**RECORDS SHOWN:**
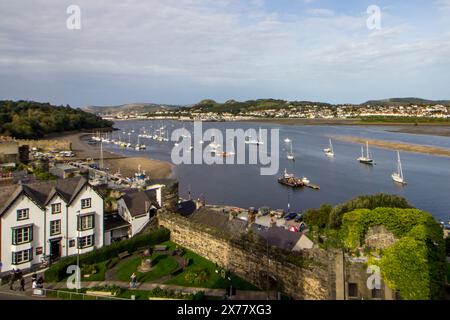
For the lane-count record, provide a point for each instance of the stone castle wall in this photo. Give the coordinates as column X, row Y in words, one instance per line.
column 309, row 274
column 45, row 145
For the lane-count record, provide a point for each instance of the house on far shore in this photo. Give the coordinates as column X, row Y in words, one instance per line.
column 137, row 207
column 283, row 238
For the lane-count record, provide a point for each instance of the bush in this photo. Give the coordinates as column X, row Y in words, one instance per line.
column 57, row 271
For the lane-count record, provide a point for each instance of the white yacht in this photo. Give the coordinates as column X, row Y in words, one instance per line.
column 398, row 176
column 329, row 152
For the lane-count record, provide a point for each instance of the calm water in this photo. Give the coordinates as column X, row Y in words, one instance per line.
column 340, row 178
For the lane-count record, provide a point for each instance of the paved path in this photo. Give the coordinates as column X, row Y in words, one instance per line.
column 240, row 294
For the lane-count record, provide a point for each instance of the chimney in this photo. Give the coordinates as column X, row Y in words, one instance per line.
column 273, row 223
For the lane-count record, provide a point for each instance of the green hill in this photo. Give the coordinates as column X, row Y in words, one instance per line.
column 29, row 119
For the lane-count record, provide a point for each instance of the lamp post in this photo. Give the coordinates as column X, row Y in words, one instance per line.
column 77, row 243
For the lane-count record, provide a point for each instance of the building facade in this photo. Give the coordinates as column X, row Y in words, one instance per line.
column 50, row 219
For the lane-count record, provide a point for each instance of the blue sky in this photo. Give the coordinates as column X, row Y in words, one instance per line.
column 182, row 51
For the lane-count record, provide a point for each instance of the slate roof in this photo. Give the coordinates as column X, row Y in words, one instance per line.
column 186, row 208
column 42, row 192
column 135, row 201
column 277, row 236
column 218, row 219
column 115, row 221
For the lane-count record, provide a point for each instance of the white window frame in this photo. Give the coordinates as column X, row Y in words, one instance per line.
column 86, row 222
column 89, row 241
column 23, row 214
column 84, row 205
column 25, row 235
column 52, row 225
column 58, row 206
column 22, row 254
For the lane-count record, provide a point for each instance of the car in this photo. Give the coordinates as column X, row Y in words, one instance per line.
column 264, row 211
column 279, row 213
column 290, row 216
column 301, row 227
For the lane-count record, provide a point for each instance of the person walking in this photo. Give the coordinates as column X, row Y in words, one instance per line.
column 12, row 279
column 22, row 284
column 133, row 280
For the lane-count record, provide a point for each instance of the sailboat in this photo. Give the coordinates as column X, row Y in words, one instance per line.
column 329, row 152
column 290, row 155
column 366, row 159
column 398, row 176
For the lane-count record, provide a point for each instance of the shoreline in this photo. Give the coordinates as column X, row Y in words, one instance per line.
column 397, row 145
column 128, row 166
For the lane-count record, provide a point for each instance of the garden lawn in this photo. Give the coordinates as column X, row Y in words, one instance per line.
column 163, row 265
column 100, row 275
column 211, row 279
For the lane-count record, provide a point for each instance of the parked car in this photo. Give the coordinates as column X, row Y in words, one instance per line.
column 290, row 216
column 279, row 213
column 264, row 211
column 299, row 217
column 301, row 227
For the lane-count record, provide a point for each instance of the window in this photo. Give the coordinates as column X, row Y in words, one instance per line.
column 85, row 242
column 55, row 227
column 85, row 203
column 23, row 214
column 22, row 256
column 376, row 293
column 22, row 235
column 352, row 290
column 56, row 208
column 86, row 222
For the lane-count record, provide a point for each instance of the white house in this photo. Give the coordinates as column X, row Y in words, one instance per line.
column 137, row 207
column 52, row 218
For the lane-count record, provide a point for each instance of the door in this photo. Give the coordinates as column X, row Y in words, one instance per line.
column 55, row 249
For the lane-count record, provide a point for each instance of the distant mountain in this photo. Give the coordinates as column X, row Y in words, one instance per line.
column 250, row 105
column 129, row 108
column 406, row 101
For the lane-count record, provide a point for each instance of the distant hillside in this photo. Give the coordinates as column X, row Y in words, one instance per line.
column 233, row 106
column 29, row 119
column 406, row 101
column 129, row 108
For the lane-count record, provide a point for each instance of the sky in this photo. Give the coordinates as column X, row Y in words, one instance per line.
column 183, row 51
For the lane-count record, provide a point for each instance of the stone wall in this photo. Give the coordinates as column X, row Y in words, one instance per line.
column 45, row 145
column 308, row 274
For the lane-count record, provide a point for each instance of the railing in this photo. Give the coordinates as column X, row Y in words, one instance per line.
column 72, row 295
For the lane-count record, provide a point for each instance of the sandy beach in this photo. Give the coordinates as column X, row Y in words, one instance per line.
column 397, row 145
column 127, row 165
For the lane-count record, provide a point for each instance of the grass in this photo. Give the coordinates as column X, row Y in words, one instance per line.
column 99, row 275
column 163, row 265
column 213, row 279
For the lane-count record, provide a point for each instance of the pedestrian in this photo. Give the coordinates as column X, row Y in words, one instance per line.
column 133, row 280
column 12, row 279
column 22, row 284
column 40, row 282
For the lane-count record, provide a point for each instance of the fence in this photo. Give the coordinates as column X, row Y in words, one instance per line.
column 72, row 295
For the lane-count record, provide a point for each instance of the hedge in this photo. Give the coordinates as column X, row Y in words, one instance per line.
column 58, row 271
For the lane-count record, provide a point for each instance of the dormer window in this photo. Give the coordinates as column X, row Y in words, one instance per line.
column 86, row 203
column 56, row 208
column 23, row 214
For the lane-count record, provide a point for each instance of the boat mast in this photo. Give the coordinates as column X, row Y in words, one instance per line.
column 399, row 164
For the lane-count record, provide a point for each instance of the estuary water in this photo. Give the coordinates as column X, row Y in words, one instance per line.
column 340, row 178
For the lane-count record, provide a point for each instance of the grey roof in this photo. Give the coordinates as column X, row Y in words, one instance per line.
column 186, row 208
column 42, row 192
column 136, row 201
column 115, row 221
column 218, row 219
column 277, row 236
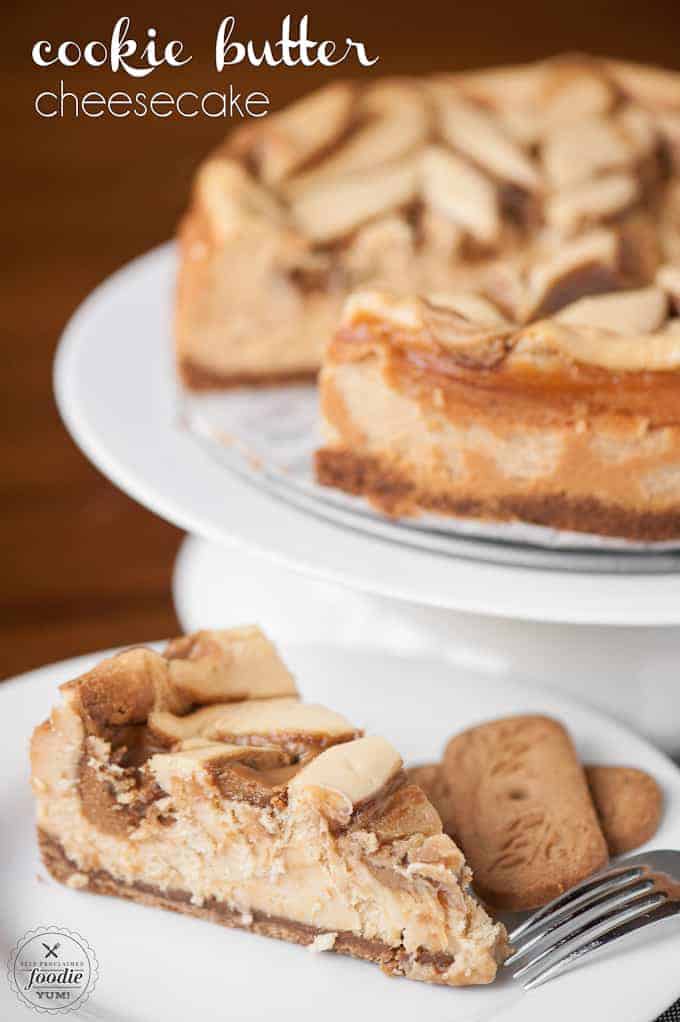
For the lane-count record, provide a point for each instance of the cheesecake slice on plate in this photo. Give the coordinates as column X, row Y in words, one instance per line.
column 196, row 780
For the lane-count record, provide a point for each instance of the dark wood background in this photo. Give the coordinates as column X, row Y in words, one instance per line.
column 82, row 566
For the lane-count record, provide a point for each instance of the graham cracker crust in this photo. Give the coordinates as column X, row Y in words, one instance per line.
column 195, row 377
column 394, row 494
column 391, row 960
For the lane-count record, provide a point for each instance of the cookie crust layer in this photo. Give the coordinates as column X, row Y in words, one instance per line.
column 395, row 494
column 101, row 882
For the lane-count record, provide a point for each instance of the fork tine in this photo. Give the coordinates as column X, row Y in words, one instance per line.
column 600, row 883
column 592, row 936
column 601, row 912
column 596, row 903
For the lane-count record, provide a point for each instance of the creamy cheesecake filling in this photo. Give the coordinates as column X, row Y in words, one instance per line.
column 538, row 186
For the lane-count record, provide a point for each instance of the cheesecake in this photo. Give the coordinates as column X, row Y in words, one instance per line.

**WORK REQUEST:**
Reprint every record exactly and skip the pictures.

**RESULT FOR THIS TASK:**
For the lane-count record, provide a point for each instance of the stone castle wall in this photo. Give the coordinates as column X, row Y in words, one instance per line.
column 309, row 274
column 45, row 145
For the lane-count record, provide a point for each instance of the house on far shore in this photo. Give the coordinates as column X, row Y in words, one instance per line.
column 137, row 207
column 283, row 238
For the lane-count record, provide a point for each instance of the bush in this photo. Give the coordinates as column X, row Y in words, one instance per line.
column 57, row 271
For the lane-count record, provide a point for each instance of the white yacht in this photo. Give the coordinates as column X, row Y in words, one instance per line.
column 398, row 176
column 329, row 152
For the lane-count record, provide a point for each instance of the calm water in this photo. Give the coordinates as column X, row Y in words, one instance per line.
column 340, row 178
For the lane-count record, provide a point for each instance of the paved path in this photo. Give the coordinates as column X, row Y in words, one instance per line.
column 240, row 294
For the lane-count record, provide a point for each instance of the chimney in this photo. Give the coordinates as column X, row Y in words, one instance per line.
column 273, row 223
For the lane-count record, provide a point for each instance of the green hill in this photo. Give the coordinates as column X, row Y in words, one instance per line.
column 29, row 119
For the lane-count record, provide a point for each instance of the lamp post in this photo. Give the coordinates as column X, row Y in words, one instance per line.
column 77, row 243
For the lane-count record, provide a point for each instance of the building facade in this photo. Give the coordinates as column X, row Y in words, one instance per line.
column 50, row 219
For the lane-count record, provide a point for each instance of the blue sky in this photo. Give the coordinates as column X, row Y in words, one instance per line.
column 182, row 51
For the lane-count record, provide a point for each instance of the slate roof in this photo. Give the coordinates as column X, row Y in words, one instance per line.
column 186, row 208
column 42, row 192
column 135, row 201
column 277, row 236
column 218, row 219
column 115, row 221
For the lane-count record, provide a point for each instance of the white window frame in this photo. Give the coordinates as column X, row Y in words, one instance per line.
column 86, row 222
column 89, row 241
column 23, row 214
column 84, row 205
column 25, row 235
column 52, row 225
column 58, row 206
column 22, row 254
For the lane-count record, provide a point for each instance of the car in this photo. Give the coordinates as column X, row Y in words, one instance per line.
column 264, row 211
column 279, row 213
column 290, row 216
column 301, row 227
For the lane-count record, provide a point for each instance of the person walking in this photo. Give the coordinates as column X, row Y in words, one instance per line.
column 12, row 279
column 22, row 284
column 133, row 280
For the lane-count record, provide a point for each instance of the sailboat in this photo. Give the coordinates as column X, row Y in words, one instance per line.
column 329, row 152
column 290, row 155
column 366, row 159
column 398, row 176
For the lane-count record, provide a point for each instance of the shoreline in this photo. Give the coordinates as column X, row Y in words, one instance per line.
column 397, row 145
column 128, row 166
For the lane-count record, provide a point for each instance of the garden lawn in this photo. Give the coordinates as column X, row Y in words, one instance per line.
column 163, row 265
column 100, row 275
column 211, row 279
For the lane-count record, provide a point for each instance of the parked car in this photo. Give the coordinates as column X, row Y in words, one instance per line.
column 290, row 216
column 279, row 213
column 264, row 211
column 299, row 217
column 301, row 227
For the lane-count record, provide a point for each instance of the window in this photo. Give the coordinates as column X, row Y in words, one instance per line.
column 85, row 242
column 55, row 227
column 85, row 203
column 23, row 214
column 22, row 256
column 376, row 293
column 22, row 235
column 352, row 290
column 56, row 208
column 86, row 222
For the lane-count record, provide a point for each instance of the white house in this photo. Give the coordinates as column X, row Y in words, one instance per line.
column 137, row 207
column 52, row 218
For the lane-count record, provide a point for each instance of the door in this photo. Give the coordinates as column X, row Y in words, one instance per line.
column 55, row 249
For the lane-count record, provide a point for each instance of the distant mountain in this photo. Give the coordinates as column X, row Y in words, one instance per line.
column 250, row 105
column 129, row 108
column 406, row 101
For the lane-count record, provide a point for each instance of the distant hillside in this photo. Give the coordinates as column X, row Y in words, one instance per line.
column 233, row 106
column 29, row 119
column 406, row 101
column 129, row 108
For the lane-count record, provide a point for each instance of the sky in this photo. Give the coordinates as column X, row Y in words, one instance per line.
column 183, row 51
For the lane-count record, provide a point for each instance of the stone wall in this photo. Give the coordinates as column X, row Y in words, one instance per line.
column 45, row 145
column 308, row 274
For the lane-count record, provide a point for each instance of the railing in this photo. Give the coordinates as column X, row Y in words, one instance per line.
column 72, row 295
For the lane-count record, provide a point for each instance of the sandy beach in this photo. Give the coordinates as column X, row Y in words, one instance per line.
column 397, row 145
column 127, row 165
For the lane-count record, provide a point for each instance of the grass in this photo. Give the coordinates as column X, row Y in words, one instance per line.
column 99, row 275
column 163, row 265
column 213, row 279
For the lane-count record, provide a point for each instance of the pedestrian in this photo. Give the coordinates as column X, row Y in words, one instance per line.
column 133, row 280
column 12, row 279
column 22, row 284
column 40, row 282
For the lane-count record, provide a point for each instance of the fence in this photo. Give the coordinates as column X, row Y in words, one instance per line.
column 72, row 295
For the lane-count record, provide a point for each instance of the hedge in this photo. Give the coordinates as column X, row Y in words, one instance per line.
column 58, row 271
For the lane-count record, provide a point for each instance of the dormer window in this photo. Give the coordinates as column X, row Y in words, one instance per line.
column 86, row 203
column 56, row 208
column 23, row 214
For the lane-count record, provide a point for each instance of the boat mast in this photo. Give the coordinates as column X, row Y in words, one instance per line.
column 399, row 164
For the lane-count record, provide a point for each instance of the estuary water in this photo. Give the coordinates as column X, row Y in words, one instance per line.
column 340, row 178
For the lane-count record, provide a point for each instance of the grey roof in this photo. Give the coordinates as column X, row Y in words, one instance per line.
column 186, row 208
column 42, row 192
column 136, row 201
column 115, row 221
column 218, row 219
column 277, row 236
For the lane-count record, provide a point for each instance of the cheesecake slice on plate in this photo. Give the coordinates as column X, row Y in words, one instance per line.
column 196, row 780
For the lane-count record, provide a point for each instance of the dark wood background in this photo. Give the coordinates as column X, row Y in words, one instance per line.
column 82, row 566
For the lane-count record, provide a point for each instance of the graham cracker crust in this photo. Give the coordinates as column X, row Y in words, one instance per line.
column 195, row 377
column 394, row 494
column 391, row 960
For the lane-count record, provide a point for each instance of the cookie crust layer in this photo. Give the coordinates as column X, row Y in words, one instance per line.
column 395, row 494
column 101, row 882
For the lane-count record, provide a point for each instance of the fork tine in this photo. Give the coordinates as column X, row Y in words, one instance per line.
column 600, row 883
column 592, row 936
column 601, row 912
column 596, row 903
For the lane-count record, provide a point for each instance of the creamy cheesecake filling in this photo. Give the coordinates as column X, row Y in words, one instance per line.
column 538, row 186
For the lane-count record, provide a point for each instance of the cheesecake in this photo. Give the coordinates as column X, row Y in words, one instance per line.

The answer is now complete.